* **Task brief**
Lines with the string "porch" must each be copied from the listing.

* **Record set**

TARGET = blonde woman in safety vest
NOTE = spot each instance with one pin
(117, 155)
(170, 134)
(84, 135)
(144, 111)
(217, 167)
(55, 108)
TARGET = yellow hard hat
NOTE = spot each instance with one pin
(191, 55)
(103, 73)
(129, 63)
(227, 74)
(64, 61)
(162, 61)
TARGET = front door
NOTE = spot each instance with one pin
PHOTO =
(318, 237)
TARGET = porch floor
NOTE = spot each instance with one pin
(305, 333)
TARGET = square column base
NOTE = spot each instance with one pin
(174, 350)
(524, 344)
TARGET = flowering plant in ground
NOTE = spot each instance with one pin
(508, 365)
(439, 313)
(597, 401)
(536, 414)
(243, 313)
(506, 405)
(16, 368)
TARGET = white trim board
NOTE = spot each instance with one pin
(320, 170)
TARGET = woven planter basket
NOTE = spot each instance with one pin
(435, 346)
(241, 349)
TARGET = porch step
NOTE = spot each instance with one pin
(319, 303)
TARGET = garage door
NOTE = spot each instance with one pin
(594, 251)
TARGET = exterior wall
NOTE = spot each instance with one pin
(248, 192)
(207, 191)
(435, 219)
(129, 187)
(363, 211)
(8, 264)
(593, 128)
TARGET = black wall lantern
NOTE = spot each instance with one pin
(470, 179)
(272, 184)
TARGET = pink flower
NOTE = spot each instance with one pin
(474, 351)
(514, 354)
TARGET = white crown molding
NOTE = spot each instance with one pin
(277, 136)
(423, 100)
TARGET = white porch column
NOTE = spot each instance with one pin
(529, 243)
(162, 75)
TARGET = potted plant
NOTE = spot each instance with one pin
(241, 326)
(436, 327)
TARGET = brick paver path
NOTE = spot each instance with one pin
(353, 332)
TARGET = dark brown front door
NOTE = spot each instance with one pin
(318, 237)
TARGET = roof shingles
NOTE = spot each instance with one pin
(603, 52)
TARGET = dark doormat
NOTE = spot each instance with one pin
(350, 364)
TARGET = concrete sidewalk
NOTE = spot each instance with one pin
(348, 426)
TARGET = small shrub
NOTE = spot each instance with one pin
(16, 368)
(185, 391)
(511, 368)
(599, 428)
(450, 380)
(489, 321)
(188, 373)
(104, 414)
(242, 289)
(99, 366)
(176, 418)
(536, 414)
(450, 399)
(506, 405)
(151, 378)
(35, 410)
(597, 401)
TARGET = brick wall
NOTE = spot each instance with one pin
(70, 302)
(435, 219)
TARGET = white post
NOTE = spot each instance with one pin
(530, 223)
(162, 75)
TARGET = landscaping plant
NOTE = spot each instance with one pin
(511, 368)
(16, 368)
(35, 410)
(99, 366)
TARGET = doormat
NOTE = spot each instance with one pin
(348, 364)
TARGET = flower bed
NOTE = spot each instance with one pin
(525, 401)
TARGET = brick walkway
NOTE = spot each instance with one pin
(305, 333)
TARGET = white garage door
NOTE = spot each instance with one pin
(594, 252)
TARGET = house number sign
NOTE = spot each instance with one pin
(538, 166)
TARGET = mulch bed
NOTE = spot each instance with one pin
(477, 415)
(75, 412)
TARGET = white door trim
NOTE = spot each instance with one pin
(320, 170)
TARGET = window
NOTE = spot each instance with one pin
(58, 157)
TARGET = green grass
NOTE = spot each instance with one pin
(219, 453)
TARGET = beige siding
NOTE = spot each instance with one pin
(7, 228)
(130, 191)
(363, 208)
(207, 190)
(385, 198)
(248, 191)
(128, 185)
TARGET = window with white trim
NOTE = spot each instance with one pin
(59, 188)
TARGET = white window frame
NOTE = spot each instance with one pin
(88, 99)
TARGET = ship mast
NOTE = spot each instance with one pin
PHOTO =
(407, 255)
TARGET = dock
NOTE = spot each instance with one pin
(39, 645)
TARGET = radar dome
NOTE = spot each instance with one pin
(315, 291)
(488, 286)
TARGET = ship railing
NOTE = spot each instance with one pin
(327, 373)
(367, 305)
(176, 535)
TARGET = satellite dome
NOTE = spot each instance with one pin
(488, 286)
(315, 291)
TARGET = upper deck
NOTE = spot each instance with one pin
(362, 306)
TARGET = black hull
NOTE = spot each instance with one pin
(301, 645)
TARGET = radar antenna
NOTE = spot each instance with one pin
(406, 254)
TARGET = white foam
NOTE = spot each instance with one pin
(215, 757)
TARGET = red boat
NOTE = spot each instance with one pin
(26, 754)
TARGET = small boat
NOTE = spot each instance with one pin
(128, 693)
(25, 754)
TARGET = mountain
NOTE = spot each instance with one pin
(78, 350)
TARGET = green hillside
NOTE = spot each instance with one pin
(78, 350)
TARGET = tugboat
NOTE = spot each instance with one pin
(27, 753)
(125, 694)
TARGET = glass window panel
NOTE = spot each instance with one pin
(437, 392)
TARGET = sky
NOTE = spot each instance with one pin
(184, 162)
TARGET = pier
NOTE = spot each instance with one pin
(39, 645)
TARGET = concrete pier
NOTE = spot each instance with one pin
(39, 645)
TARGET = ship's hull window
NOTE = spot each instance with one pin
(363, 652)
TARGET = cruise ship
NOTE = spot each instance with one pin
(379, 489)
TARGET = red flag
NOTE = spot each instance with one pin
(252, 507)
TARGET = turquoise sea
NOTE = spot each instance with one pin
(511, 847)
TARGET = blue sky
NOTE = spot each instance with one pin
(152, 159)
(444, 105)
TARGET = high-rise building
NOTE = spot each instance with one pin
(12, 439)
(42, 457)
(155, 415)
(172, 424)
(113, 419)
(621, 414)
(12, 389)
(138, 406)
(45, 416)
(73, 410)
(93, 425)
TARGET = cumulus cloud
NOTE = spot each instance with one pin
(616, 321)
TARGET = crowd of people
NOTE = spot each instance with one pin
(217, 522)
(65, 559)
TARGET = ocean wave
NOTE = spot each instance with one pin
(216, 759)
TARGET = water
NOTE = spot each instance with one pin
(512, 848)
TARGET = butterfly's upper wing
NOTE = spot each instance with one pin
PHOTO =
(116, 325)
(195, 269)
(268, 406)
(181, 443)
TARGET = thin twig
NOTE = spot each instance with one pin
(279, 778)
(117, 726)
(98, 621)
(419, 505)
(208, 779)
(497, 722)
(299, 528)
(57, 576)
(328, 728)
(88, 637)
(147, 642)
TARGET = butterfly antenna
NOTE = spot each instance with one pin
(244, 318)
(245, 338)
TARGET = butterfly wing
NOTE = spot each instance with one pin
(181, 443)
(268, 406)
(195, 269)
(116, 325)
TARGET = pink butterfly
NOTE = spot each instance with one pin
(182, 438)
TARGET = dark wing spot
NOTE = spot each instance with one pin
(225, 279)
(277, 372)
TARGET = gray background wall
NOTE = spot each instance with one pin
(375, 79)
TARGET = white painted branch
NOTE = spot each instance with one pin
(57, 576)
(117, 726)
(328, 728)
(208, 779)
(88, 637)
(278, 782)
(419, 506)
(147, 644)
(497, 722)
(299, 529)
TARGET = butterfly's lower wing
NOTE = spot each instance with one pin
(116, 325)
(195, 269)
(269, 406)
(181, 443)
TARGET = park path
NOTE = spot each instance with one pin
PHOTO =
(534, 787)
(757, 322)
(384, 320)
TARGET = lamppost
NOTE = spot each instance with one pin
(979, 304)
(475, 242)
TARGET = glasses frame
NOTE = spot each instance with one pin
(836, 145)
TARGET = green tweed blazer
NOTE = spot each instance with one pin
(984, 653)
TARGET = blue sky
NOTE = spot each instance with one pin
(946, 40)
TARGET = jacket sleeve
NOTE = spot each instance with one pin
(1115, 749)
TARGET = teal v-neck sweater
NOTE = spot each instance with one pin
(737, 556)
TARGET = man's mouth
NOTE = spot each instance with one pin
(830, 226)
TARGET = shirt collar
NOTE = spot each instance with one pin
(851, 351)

* **The completed task**
TARGET = porch floor
TARGET = porch step
TARGET = white porch column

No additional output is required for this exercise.